In certain embodiments, the tube sheets can be made entirely of the
at least one Polysulfide.
[0008] In accordance with at least one aspect of this disclosure, a
degassing device (e.g., for fuel deoxygenation) can include a
housing and a hollow fiber cartridge as described herein. The
cartridge can be disposed within the housing and sealed to the
housing at the tube sheets. A first flow path is defined through
the channels of the tubes and a second flow path is defined through
the housing such that a fluid flowing in the housing traverses an
outer surface of the tubes in the tube bundle and a gas permeates
from the fluid through a wall of the tubes to enter the channel of
the tubes and into the first flow path.
[0009] In accordance with at least one aspect of this disclosure, a
method can include binding an end of a tube bundle of selectively
permeable membrane tubes with an elastomer comprising one or more
of at least one Fluorosilicone, at least one Fluorocarbon, or at
least one Polysulfide. The method can include inserting the tube
bundle with bound ends into a housing and sealing the bound ends to
the housing to define two liquidly isolated flow paths.
[0010] These and other features of the systems and methods of the
subject disclosure will become more readily apparent to those
skilled in the art from the following detailed description taken in
conjunction with the drawings.

● ● ● ● ●

| OBJECTIVES |
A - In the hollow fiber cartridge text, what three kinds of elastomer can the method use to bind the end of the tube bundle?
B - Pick up the hollow fiber cartridge text after its last sentence and write the passage that comes next.

● ● ● ● ●

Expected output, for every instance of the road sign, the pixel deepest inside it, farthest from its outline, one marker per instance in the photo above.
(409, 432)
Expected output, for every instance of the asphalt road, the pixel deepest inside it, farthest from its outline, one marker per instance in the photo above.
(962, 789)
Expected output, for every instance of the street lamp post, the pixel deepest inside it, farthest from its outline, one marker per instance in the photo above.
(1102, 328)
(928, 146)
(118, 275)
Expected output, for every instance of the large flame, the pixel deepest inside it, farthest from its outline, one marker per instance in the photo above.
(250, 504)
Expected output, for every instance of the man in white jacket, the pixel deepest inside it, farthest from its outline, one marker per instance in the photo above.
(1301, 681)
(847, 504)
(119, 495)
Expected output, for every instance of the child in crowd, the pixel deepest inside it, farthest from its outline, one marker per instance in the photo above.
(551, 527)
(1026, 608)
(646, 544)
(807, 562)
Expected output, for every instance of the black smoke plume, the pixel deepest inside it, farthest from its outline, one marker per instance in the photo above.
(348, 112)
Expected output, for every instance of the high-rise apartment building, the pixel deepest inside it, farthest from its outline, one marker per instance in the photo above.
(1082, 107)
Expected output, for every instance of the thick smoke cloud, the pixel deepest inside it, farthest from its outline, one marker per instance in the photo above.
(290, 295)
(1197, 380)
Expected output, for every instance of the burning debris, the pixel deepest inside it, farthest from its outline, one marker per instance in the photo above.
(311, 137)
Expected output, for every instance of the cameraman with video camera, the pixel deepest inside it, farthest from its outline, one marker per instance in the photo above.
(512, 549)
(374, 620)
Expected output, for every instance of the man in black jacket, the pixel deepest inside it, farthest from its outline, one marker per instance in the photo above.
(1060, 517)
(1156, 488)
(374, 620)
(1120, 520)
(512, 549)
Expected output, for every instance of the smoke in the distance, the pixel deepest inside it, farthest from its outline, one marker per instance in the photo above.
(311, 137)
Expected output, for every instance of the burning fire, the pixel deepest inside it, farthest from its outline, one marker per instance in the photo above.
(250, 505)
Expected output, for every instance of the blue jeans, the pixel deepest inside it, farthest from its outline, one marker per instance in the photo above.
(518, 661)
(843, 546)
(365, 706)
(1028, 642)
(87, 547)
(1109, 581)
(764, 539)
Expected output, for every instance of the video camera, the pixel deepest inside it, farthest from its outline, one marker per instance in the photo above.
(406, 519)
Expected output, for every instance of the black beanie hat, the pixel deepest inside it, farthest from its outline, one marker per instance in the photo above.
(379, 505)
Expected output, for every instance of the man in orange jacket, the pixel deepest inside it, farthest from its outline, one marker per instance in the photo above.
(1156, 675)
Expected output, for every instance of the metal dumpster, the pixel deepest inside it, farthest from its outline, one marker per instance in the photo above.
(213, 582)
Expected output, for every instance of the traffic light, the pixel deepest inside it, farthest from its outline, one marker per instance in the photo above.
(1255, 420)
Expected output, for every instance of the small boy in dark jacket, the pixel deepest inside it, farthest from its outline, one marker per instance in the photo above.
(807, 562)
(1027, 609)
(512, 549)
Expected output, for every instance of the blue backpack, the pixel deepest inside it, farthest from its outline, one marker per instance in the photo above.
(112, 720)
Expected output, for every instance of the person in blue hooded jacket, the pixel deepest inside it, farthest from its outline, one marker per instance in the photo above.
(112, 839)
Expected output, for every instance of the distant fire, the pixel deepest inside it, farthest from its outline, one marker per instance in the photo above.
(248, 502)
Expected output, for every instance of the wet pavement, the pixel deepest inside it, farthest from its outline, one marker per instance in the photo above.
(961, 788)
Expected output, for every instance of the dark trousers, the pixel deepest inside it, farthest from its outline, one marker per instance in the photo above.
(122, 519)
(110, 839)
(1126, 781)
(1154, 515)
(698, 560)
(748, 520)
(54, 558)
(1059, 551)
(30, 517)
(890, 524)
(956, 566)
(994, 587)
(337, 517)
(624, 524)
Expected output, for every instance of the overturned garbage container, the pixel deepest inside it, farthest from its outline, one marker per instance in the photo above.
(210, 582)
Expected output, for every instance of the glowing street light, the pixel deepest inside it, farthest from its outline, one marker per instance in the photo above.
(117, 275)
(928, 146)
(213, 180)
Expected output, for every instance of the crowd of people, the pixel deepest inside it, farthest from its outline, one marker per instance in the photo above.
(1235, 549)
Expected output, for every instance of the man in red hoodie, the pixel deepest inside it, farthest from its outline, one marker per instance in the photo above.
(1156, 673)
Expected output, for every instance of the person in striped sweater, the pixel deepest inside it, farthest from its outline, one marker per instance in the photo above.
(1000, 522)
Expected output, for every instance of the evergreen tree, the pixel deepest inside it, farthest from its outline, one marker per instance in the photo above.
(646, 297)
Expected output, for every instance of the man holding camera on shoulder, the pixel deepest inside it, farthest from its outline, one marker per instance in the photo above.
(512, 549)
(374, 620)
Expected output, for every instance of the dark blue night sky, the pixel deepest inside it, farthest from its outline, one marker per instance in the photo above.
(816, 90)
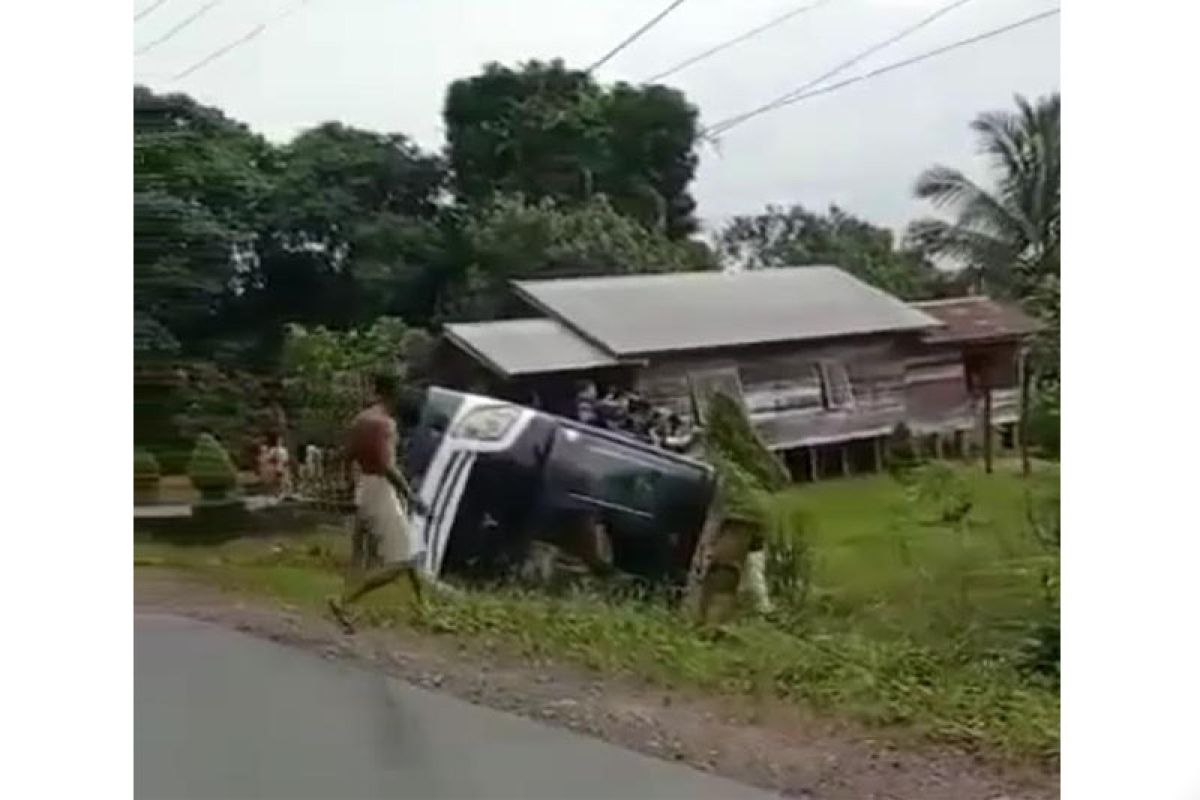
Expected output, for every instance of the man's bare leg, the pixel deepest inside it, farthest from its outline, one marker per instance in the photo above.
(372, 581)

● ● ● ● ●

| RESPONSE LIST |
A - At least one Fluorosilicone, at least one Fluorocarbon, or at least one Polysulfide.

B -
BRIEF DESCRIPTION OF THE DRAWINGS
[0011] So that those skilled in the art to which the subject
disclosure appertains will readily understand how to make and use
the devices and methods of the subject disclosure without undue
experimentation, embodiments thereof will be described in detail
herein below with reference to certain figures, wherein:
[0012] FIG. 1 is a schematic view of an embodiment of a cartridge
in accordance with this disclosure;
[0013] FIG. 2 is a perspective view of a portion of an embodiment
of a degassing device in accordance with this disclosure;
[0014] FIG. 3 is a schematic diagram illustrating various portions
of the device of FIG. 2 in accordance with this disclosure.
DETAILED DESCRIPTION
[0015] Reference will now be made to the drawings wherein like
reference numerals identify similar structural features or aspects
of the subject disclosure. For purposes of explanation and
illustration, and not limitation, an illustrative view of an
embodiment of a cartridge in accordance with the disclosure is
shown in FIG. 1 and is designated generally by reference character
100. Other embodiments and/or aspects of this disclosure are shown
in FIGS. 2 and 3. The systems and methods described herein can be
used to handle high heat and pressure in degassing systems (e.g.,
for aircraft fuel deoxygenation systems), for example.
[0016] Referring to FIG. 1, an embodiment of a hollow fiber
cartridge 100 for a hollow fiber membrane degassing system (e.g.,
as shown in FIGS. 2 and 3) includes a tube bundle 101 of
selectively permeable membrane tubes having inner channels. The
bundle 100 includes two ends 103a, 103b and a tube sheet 105 at
each end of the tube bundle 101 binding the ends of tube bundle
101. Referring additionally to FIGS. 2 and 3, the tube sheets 105
are configured to mount the tube bundle 101 within a housing 107 of
the degassing system 200. The tube sheets 105 are comprised of one
or more of at least one Fluorosilicone, at least one Fluorocarbon,
or at least one Polysulfide.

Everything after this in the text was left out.